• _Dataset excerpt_
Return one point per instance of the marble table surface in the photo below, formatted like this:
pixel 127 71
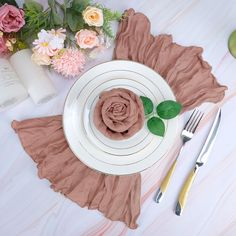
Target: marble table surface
pixel 29 207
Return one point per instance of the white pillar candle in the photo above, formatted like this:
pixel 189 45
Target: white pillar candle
pixel 33 76
pixel 11 89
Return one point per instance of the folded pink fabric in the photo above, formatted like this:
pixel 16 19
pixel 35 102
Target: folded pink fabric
pixel 118 197
pixel 182 67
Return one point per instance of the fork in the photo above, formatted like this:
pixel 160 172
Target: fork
pixel 186 135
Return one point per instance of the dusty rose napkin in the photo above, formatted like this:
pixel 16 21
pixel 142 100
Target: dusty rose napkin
pixel 118 197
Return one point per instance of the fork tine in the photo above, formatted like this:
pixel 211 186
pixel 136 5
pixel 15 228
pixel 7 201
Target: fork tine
pixel 193 126
pixel 197 123
pixel 190 119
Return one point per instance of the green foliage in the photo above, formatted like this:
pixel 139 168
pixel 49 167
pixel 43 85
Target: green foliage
pixel 168 109
pixel 156 126
pixel 232 43
pixel 108 17
pixel 33 6
pixel 80 5
pixel 10 2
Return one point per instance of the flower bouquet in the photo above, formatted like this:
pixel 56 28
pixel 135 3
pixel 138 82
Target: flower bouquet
pixel 63 35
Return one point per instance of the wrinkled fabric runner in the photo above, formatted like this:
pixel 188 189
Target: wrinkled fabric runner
pixel 183 68
pixel 118 197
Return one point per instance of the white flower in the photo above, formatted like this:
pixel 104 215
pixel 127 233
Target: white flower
pixel 48 43
pixel 60 33
pixel 41 59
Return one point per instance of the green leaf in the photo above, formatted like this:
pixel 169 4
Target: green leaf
pixel 156 126
pixel 57 20
pixel 10 2
pixel 80 5
pixel 168 109
pixel 33 6
pixel 51 3
pixel 147 105
pixel 74 20
pixel 232 44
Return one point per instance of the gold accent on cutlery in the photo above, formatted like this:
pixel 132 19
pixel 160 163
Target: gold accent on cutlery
pixel 201 160
pixel 187 134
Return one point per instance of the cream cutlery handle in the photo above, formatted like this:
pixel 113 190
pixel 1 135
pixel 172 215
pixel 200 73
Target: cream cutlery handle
pixel 165 183
pixel 183 195
pixel 166 180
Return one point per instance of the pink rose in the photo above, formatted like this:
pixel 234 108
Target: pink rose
pixel 87 38
pixel 3 48
pixel 11 18
pixel 118 113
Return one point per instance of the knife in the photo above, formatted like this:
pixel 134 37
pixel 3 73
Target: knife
pixel 201 160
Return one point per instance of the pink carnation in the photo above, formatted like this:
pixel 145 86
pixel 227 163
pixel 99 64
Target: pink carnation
pixel 69 63
pixel 11 18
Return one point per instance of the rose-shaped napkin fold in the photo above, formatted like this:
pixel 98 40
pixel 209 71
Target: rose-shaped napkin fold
pixel 119 114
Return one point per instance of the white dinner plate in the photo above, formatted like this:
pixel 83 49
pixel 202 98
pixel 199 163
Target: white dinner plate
pixel 94 149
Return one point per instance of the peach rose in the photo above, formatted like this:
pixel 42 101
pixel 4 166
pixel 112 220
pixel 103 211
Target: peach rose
pixel 118 114
pixel 11 18
pixel 87 38
pixel 93 16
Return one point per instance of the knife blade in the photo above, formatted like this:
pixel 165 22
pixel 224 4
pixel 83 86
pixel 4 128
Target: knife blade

• _PROBLEM STATEMENT_
Return all of the rows above verbatim, omitting the picture from your answer.

• _SOLUTION TO THIS TASK_
Return one point per instance of the marble table surface in the photo below, formatted like this:
pixel 127 71
Target: marble table surface
pixel 29 207
Return one point per instance of the white pillar candle in the photo above, formatted like this:
pixel 189 45
Target: white pillar candle
pixel 33 76
pixel 11 89
Return one point per instance of the folded pink fabric in the photo above, formatted like this:
pixel 16 19
pixel 35 102
Target: folded pink fabric
pixel 118 197
pixel 182 67
Return one point per instance of the fork in the photo above, formatted like this:
pixel 160 172
Target: fork
pixel 186 135
Return one point per instance of the dusty rose napkin in the photo above, formatted like this:
pixel 16 21
pixel 142 100
Target: dusty rose napkin
pixel 118 197
Return one point per instance of the fork tine in the photo above, formatted like this:
pixel 211 186
pixel 136 5
pixel 15 228
pixel 7 201
Target: fork tine
pixel 193 126
pixel 197 123
pixel 190 119
Return one point per instance of the green foliage in the photo above, formatted like this:
pixel 139 168
pixel 49 167
pixel 43 85
Target: green foliage
pixel 168 109
pixel 156 126
pixel 232 43
pixel 108 17
pixel 33 6
pixel 80 5
pixel 10 2
Return one point per instance of the flower bouquet in the photo above, formatted like this:
pixel 56 28
pixel 135 3
pixel 138 82
Target: flower bouquet
pixel 63 35
Return one point per instance of the wrinkled fabric runner in the photo above, formatted like this:
pixel 188 189
Target: wrinkled fabric runner
pixel 183 68
pixel 118 197
Return one point per instance of the white flower in the photo above, formatted like this:
pixel 104 215
pixel 127 233
Target: white flower
pixel 48 43
pixel 60 33
pixel 41 59
Return one point per instance of the green leaf in the photo above, formatted like this:
pixel 169 4
Target: green leaf
pixel 156 126
pixel 57 20
pixel 10 2
pixel 80 5
pixel 168 109
pixel 33 6
pixel 51 3
pixel 147 105
pixel 74 20
pixel 232 44
Return one point per instance of the gold accent on cutlery in the photo above, formatted like this:
pixel 132 19
pixel 160 163
Target: gold accent on cutlery
pixel 201 160
pixel 187 134
Return one point per instance of the cream cutlery handle in the photo above, formatted like this:
pixel 113 190
pixel 1 135
pixel 172 215
pixel 200 73
Target: cream cutlery handle
pixel 165 183
pixel 183 195
pixel 166 180
Return one point per instance of the pink rose in the photo above, formatted like this:
pixel 234 108
Target: pink rose
pixel 87 38
pixel 3 48
pixel 11 18
pixel 118 113
Return one point per instance of the knife in the photo above, formatted like this:
pixel 134 37
pixel 3 73
Target: knife
pixel 201 160
Return one point per instance of the pink carnation in the photo above, formatted like this:
pixel 145 86
pixel 227 163
pixel 99 64
Target: pink carnation
pixel 69 63
pixel 11 18
Return one point per instance of the rose-shaped napkin fold in the photo above, formatted like this:
pixel 98 40
pixel 209 71
Target: rose-shaped napkin fold
pixel 119 114
Return one point per instance of the white dinner plate in the photo above, formatted like this:
pixel 83 49
pixel 202 98
pixel 199 163
Target: white dinner plate
pixel 94 149
Return one point per instance of the peach rose in the photo above, formatted like this:
pixel 42 101
pixel 4 166
pixel 112 220
pixel 103 211
Target: peach rose
pixel 118 114
pixel 11 18
pixel 87 38
pixel 93 16
Return one point per instance of the knife blade in the photo above, formatted like this:
pixel 165 22
pixel 224 4
pixel 83 86
pixel 4 128
Target: knife blade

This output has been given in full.